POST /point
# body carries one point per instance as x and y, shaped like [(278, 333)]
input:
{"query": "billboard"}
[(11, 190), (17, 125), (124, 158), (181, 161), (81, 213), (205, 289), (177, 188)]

☆ ☆ ☆ ☆

*Your task*: Quote every line of the material above without changing anything.

*Finished task*:
POST /point
# body carries one point per instance as x and y, shaped like [(278, 333)]
input:
{"query": "billboard"}
[(11, 190), (17, 125), (124, 158), (181, 161), (81, 213), (205, 289), (177, 188)]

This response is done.